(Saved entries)
Start of Block

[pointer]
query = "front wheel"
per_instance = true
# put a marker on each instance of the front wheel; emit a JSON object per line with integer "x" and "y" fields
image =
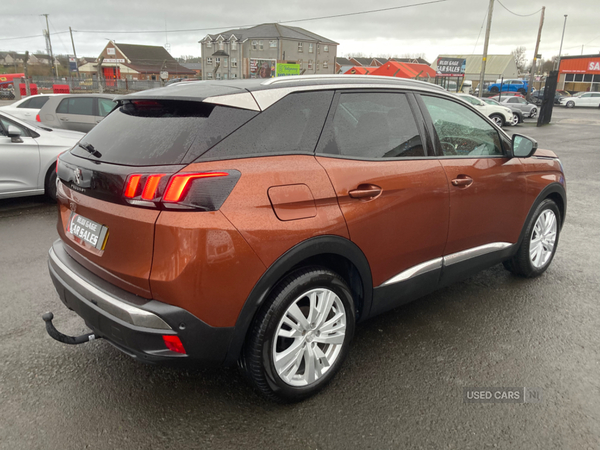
{"x": 498, "y": 119}
{"x": 539, "y": 243}
{"x": 301, "y": 336}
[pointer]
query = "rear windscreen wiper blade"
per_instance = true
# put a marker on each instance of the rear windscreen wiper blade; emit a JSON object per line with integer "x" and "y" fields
{"x": 90, "y": 148}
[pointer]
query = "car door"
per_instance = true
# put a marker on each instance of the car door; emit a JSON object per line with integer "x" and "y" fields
{"x": 19, "y": 161}
{"x": 392, "y": 192}
{"x": 486, "y": 186}
{"x": 77, "y": 113}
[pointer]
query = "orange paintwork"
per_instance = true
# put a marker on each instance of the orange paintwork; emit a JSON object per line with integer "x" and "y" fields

End of Block

■ **The task**
Restate the records above verbatim. Pictures stay out.

■ **Reply**
[pointer]
query = "front wheel"
per_instance = true
# put a marker on each instance of the front wheel; emit a JSON object per line with integer "x" and "y" fields
image =
{"x": 498, "y": 119}
{"x": 539, "y": 243}
{"x": 301, "y": 336}
[pointer]
query = "rear windscreen wiper blade"
per_instance = true
# put a marker on each instance of the rear windscreen wiper blade; emit a JSON object per line with integer "x" and "y" fields
{"x": 90, "y": 148}
[pointer]
query = "car door"
per_instance = true
# put a marker on each instance of the car door; emit a JSON object per line with integer "x" and "y" fields
{"x": 19, "y": 161}
{"x": 392, "y": 192}
{"x": 486, "y": 186}
{"x": 77, "y": 113}
[pointer]
query = "orange paintwork"
per_instance = true
# put a marker on each instance of the orange paintwork; emit a JSON object per line with integer "x" and "y" fields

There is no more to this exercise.